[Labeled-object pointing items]
•••

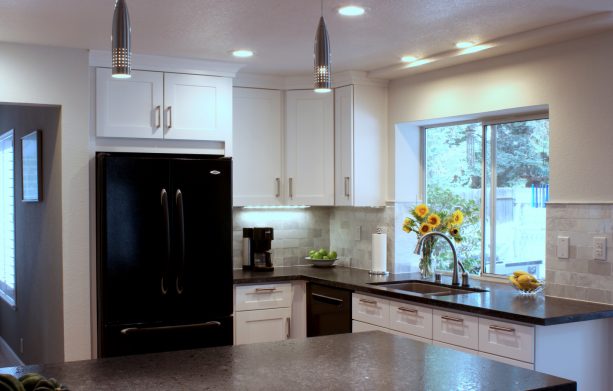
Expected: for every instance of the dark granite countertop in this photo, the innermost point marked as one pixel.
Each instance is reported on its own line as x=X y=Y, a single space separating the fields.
x=501 y=300
x=363 y=361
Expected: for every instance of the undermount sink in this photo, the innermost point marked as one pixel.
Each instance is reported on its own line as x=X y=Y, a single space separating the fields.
x=427 y=288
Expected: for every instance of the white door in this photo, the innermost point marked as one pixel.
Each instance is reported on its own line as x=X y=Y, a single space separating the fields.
x=309 y=151
x=343 y=145
x=257 y=143
x=197 y=107
x=262 y=325
x=129 y=107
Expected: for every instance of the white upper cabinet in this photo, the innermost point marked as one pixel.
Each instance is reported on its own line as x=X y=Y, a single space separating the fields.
x=129 y=107
x=257 y=147
x=309 y=148
x=156 y=105
x=360 y=145
x=197 y=107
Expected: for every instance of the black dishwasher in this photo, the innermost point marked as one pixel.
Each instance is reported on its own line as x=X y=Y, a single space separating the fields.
x=328 y=310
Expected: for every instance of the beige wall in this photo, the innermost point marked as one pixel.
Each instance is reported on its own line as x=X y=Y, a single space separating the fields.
x=57 y=76
x=574 y=78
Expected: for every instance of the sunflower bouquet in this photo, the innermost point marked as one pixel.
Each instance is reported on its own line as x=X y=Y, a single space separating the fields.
x=423 y=221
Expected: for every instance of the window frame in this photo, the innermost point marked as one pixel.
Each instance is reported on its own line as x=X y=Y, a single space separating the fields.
x=12 y=300
x=484 y=122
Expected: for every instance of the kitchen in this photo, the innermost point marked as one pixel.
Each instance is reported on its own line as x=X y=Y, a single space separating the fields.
x=571 y=77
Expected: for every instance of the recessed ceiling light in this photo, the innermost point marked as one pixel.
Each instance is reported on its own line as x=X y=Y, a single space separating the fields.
x=423 y=61
x=242 y=53
x=464 y=44
x=351 y=10
x=475 y=49
x=408 y=58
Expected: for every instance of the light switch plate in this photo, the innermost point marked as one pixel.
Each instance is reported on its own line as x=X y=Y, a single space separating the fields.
x=563 y=242
x=600 y=248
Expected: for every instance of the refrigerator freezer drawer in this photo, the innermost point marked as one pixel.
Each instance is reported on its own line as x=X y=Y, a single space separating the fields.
x=125 y=339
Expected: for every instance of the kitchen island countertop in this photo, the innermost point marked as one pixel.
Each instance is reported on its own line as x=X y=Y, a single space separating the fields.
x=500 y=300
x=364 y=361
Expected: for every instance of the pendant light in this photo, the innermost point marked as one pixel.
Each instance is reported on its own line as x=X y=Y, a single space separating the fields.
x=323 y=74
x=121 y=40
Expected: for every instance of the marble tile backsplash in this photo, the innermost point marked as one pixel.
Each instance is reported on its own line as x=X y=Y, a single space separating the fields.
x=580 y=277
x=296 y=231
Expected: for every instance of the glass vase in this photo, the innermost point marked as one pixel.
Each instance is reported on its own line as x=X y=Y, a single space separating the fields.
x=425 y=263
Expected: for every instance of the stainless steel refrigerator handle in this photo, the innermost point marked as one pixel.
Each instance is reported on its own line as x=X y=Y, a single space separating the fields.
x=347 y=186
x=166 y=216
x=195 y=326
x=327 y=299
x=181 y=216
x=158 y=113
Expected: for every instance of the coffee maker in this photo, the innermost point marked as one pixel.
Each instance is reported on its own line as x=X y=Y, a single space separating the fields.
x=256 y=249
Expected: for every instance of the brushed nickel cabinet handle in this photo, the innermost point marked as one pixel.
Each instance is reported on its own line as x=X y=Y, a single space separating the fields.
x=347 y=186
x=405 y=309
x=452 y=318
x=367 y=301
x=278 y=180
x=265 y=290
x=501 y=328
x=158 y=118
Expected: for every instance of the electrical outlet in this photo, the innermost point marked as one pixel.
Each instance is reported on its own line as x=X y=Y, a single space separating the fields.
x=563 y=247
x=599 y=251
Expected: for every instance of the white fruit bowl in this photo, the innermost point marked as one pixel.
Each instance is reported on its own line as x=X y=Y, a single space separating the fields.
x=321 y=262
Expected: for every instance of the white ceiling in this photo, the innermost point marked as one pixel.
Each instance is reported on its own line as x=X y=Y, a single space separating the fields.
x=281 y=32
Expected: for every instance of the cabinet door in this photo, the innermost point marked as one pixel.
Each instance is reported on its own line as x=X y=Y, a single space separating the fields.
x=257 y=147
x=262 y=325
x=197 y=107
x=343 y=145
x=309 y=151
x=129 y=107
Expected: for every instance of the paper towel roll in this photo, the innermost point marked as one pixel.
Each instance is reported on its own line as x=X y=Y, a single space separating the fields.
x=379 y=253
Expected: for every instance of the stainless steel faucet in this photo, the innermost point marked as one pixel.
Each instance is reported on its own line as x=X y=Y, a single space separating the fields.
x=455 y=280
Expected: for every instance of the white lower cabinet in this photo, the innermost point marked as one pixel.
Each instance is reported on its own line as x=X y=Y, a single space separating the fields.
x=262 y=325
x=455 y=329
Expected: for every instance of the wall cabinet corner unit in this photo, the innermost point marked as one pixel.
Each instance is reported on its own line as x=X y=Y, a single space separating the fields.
x=257 y=144
x=360 y=145
x=309 y=148
x=158 y=105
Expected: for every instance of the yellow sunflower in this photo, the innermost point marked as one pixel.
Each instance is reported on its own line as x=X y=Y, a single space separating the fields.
x=421 y=210
x=425 y=228
x=457 y=217
x=434 y=220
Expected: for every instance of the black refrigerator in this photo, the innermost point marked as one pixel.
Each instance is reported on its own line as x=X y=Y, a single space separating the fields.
x=164 y=252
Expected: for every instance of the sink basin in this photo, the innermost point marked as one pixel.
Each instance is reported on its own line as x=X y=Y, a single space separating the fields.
x=427 y=288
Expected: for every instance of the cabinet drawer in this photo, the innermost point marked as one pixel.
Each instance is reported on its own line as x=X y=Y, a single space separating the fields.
x=262 y=296
x=506 y=339
x=455 y=329
x=262 y=326
x=370 y=309
x=509 y=361
x=411 y=319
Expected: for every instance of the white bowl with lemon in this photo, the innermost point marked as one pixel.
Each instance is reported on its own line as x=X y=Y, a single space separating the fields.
x=322 y=257
x=526 y=283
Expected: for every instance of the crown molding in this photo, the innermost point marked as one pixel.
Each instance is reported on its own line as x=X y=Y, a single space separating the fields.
x=145 y=62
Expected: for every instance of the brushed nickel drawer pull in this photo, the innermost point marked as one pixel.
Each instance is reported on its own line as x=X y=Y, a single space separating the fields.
x=452 y=318
x=405 y=309
x=501 y=328
x=367 y=301
x=265 y=290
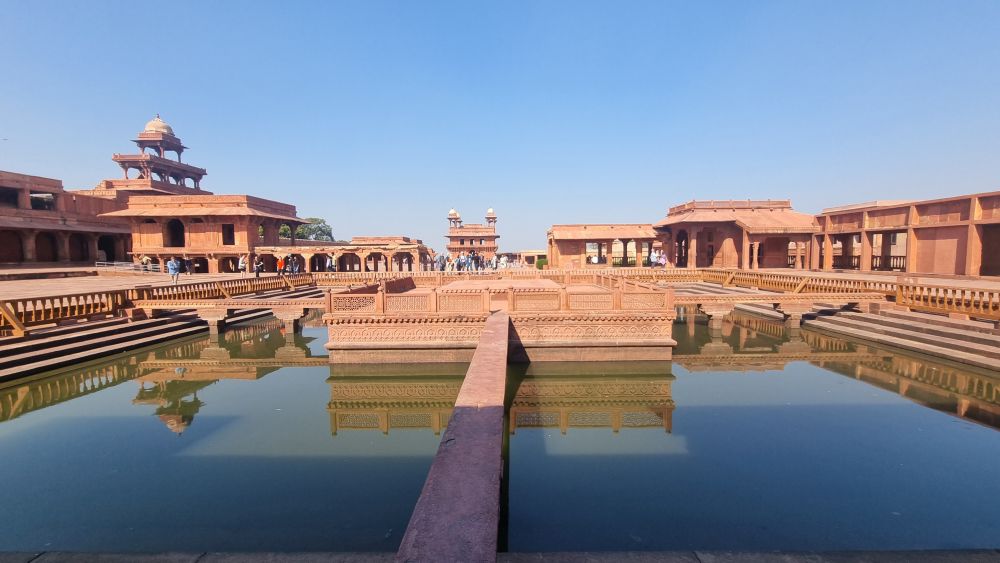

•••

### AIM OF THE EXERCISE
Could you collect every line in the items above that contains the word "black" and copy each one out?

### WORKED SOLUTION
Expected: for every instance of the black dishwasher in this photo, the innermost point marked as one pixel.
Expected: for every instance of the black refrigerator in this photo, the innermost point marked as one pixel.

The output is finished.